-- start of The input --

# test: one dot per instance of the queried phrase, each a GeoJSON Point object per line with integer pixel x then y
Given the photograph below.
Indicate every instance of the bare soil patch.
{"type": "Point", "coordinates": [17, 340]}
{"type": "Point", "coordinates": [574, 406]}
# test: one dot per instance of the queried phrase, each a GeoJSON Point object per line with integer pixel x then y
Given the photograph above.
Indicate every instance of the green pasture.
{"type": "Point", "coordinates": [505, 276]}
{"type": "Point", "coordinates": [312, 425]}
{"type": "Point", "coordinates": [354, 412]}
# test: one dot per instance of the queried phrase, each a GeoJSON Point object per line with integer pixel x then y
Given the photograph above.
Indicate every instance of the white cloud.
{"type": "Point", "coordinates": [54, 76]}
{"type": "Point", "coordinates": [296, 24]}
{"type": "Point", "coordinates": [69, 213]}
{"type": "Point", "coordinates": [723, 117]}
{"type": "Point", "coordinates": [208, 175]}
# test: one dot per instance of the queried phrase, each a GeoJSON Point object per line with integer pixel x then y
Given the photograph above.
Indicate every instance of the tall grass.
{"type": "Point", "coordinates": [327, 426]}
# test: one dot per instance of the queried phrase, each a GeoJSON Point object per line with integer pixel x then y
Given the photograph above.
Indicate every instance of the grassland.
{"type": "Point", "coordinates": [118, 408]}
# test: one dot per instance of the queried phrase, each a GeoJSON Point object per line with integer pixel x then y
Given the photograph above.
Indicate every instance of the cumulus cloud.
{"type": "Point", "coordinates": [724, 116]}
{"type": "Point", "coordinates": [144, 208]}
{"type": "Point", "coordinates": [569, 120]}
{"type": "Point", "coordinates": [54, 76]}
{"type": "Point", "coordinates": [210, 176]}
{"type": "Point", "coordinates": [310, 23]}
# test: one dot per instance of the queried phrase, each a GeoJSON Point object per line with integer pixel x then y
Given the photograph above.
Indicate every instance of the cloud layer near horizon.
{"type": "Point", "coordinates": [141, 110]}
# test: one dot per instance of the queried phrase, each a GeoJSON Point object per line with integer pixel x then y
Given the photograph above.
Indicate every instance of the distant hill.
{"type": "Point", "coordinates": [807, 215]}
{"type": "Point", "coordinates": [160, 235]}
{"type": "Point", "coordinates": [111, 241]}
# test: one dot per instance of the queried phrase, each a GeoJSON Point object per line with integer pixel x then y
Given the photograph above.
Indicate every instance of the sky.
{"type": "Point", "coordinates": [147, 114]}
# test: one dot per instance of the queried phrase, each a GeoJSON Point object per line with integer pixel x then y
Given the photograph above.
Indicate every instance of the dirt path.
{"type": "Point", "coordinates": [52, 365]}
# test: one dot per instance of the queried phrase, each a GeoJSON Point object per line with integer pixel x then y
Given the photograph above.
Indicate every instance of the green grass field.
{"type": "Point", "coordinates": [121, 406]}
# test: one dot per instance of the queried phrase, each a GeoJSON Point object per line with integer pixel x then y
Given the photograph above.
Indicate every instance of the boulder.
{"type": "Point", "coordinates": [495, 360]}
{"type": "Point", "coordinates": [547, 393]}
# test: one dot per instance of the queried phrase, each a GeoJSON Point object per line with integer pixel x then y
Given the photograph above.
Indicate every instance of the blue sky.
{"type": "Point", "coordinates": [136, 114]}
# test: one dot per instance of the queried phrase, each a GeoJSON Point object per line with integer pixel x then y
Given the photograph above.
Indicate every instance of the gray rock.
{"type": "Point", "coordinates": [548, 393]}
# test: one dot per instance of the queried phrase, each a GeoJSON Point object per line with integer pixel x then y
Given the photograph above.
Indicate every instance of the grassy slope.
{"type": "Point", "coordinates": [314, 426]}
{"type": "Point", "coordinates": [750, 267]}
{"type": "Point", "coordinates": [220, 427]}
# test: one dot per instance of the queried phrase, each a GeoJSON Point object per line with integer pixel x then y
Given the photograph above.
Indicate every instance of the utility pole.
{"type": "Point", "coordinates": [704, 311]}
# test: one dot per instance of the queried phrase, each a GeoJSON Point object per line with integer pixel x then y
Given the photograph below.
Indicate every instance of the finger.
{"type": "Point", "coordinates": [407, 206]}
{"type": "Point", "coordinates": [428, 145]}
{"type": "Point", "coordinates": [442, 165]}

-- end of The input --

• **What this task involves**
Extract every line of the records above that contains the word "green", treating uppercase and lowercase as distinct.

• **Solution**
Indicate every instance of the green pasture.
Indicate every instance of the green grass field.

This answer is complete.